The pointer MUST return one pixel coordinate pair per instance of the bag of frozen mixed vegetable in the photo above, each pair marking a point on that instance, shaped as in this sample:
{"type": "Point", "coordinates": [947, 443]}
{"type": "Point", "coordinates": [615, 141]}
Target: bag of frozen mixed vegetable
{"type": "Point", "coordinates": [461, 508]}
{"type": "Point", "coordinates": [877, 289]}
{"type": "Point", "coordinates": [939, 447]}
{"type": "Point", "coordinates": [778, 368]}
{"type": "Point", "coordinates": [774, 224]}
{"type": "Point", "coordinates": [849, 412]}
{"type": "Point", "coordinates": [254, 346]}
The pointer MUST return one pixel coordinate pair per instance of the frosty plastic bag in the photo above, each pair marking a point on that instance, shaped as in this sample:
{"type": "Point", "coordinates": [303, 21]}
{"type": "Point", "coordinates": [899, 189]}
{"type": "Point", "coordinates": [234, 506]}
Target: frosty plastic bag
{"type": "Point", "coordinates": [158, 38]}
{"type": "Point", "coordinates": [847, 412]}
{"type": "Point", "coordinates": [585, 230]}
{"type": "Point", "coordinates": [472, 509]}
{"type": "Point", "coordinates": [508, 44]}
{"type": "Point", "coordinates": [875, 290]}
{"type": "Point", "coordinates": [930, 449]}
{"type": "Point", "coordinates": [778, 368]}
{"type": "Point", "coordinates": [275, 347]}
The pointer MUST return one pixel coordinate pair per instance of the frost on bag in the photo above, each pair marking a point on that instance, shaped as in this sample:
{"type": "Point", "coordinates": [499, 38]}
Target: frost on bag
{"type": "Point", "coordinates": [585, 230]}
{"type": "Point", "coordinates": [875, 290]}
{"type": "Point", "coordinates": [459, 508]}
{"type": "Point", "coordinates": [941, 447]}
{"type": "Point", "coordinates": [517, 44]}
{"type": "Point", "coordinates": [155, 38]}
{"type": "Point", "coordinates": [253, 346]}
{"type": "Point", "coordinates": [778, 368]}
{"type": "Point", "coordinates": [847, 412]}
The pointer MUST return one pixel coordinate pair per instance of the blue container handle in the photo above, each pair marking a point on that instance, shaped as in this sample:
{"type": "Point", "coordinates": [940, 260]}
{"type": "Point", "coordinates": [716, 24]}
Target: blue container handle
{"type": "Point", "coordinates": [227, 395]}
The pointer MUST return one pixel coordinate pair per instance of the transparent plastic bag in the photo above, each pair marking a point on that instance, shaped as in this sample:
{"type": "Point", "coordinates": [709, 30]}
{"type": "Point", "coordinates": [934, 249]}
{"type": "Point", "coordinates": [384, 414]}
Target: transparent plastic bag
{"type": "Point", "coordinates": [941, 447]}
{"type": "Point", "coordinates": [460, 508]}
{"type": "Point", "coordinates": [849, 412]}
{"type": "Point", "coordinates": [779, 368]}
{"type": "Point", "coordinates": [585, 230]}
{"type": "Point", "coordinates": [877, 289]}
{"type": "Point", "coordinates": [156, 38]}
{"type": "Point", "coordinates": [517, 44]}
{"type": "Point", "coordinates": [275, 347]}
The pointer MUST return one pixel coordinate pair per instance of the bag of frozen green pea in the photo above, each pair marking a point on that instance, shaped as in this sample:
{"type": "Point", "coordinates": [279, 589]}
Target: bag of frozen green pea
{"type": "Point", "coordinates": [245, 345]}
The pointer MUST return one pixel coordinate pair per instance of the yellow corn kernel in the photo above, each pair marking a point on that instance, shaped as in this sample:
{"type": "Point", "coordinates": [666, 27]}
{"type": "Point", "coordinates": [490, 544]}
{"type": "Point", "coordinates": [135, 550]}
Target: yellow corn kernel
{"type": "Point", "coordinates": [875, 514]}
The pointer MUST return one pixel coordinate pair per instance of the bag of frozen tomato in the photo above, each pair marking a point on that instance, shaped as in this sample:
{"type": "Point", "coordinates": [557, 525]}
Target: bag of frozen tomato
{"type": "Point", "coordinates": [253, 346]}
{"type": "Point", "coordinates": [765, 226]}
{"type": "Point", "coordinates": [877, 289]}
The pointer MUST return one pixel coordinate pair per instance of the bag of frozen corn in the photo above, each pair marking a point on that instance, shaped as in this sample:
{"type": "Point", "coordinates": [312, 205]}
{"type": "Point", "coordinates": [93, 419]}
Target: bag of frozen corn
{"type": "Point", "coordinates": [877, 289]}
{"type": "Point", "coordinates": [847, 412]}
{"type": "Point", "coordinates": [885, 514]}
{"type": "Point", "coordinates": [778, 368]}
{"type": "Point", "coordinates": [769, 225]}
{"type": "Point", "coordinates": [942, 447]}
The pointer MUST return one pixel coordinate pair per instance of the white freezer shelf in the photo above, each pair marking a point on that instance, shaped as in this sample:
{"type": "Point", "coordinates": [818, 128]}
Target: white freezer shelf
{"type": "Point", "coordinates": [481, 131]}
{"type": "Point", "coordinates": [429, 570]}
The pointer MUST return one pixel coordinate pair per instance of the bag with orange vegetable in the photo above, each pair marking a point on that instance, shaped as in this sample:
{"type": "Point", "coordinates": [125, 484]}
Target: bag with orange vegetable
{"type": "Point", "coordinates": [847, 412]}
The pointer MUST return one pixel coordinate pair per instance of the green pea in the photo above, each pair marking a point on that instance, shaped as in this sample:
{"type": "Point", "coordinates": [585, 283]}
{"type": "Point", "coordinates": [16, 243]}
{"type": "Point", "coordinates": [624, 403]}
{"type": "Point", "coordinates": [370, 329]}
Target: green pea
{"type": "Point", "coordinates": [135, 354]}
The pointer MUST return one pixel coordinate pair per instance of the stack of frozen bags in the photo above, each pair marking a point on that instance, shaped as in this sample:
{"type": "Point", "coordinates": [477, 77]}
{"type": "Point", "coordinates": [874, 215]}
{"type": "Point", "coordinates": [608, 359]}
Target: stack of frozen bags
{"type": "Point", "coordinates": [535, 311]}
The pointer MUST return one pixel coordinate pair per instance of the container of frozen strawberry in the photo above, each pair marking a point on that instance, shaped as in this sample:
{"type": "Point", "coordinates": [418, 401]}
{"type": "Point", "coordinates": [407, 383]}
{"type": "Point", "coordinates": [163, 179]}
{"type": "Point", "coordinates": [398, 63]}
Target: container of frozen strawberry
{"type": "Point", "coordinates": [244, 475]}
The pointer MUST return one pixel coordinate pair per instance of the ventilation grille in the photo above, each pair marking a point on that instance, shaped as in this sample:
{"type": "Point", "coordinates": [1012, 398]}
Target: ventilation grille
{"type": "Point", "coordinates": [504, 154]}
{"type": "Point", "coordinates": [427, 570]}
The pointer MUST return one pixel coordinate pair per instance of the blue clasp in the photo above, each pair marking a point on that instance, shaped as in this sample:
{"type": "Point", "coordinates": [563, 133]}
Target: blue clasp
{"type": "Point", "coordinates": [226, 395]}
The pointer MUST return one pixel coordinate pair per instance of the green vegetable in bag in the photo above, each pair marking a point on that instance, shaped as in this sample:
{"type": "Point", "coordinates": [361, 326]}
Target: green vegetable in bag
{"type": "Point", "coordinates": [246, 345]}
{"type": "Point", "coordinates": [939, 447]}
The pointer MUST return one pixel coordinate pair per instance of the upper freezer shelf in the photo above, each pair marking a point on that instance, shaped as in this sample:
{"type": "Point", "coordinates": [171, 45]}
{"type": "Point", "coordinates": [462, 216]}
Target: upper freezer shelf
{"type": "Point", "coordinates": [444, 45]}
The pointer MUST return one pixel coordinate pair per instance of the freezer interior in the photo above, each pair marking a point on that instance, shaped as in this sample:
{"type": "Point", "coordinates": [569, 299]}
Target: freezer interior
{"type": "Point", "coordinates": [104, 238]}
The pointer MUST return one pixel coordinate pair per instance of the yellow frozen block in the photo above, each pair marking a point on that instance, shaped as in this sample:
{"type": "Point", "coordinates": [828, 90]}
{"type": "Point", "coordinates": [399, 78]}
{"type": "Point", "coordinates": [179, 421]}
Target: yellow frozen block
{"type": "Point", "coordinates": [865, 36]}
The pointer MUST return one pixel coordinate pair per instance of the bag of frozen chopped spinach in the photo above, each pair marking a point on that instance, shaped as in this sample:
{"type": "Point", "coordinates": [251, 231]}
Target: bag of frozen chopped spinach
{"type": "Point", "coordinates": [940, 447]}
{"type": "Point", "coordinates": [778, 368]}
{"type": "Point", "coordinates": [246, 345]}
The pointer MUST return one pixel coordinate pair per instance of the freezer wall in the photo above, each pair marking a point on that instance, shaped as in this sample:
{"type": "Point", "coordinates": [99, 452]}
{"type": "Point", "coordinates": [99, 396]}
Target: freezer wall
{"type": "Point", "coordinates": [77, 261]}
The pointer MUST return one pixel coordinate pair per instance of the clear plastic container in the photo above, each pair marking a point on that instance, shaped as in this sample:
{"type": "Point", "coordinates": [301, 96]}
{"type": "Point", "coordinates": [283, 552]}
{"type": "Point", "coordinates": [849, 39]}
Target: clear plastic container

++++

▶ _Exercise aim_: Beginning at the line where "the freezer interior" appears, extract each line through the end of the data above; keep them exact and include nothing else.

▶ _Answer to this task_:
The pointer MUST return one pixel coordinate pair per instance of the freezer interior in the photo above, each pair marking a point on that instance, shaped as in this sample:
{"type": "Point", "coordinates": [569, 299]}
Target: freezer interior
{"type": "Point", "coordinates": [104, 238]}
The pointer MUST return one pixel coordinate pair per instance of the yellow frozen block in the photo above, each pair marking a point on that instance, shaped as in this sample:
{"type": "Point", "coordinates": [828, 90]}
{"type": "Point", "coordinates": [399, 78]}
{"type": "Point", "coordinates": [179, 421]}
Target: yellow frozen block
{"type": "Point", "coordinates": [865, 36]}
The pointer MUST return one pixel coordinate pair per instance of the bag of frozen chopped spinach in the photo above, each pair marking a point on that instance, shaped as in this sample:
{"type": "Point", "coordinates": [251, 231]}
Target: bag of frozen chopped spinach
{"type": "Point", "coordinates": [940, 447]}
{"type": "Point", "coordinates": [778, 368]}
{"type": "Point", "coordinates": [246, 345]}
The pointer MUST return one pixel coordinate pair per instance of the freezer wall in the photo above, each pair marking a point on that instance, shaped as in this sample:
{"type": "Point", "coordinates": [99, 452]}
{"type": "Point", "coordinates": [99, 396]}
Target: freezer wall
{"type": "Point", "coordinates": [77, 261]}
The pointer MUST return one pixel coordinate pair per instance of the clear plastic container in the photo above, each pair marking a point on that instance, shaped as in this sample:
{"type": "Point", "coordinates": [301, 96]}
{"type": "Point", "coordinates": [283, 552]}
{"type": "Point", "coordinates": [849, 39]}
Target: clear plastic container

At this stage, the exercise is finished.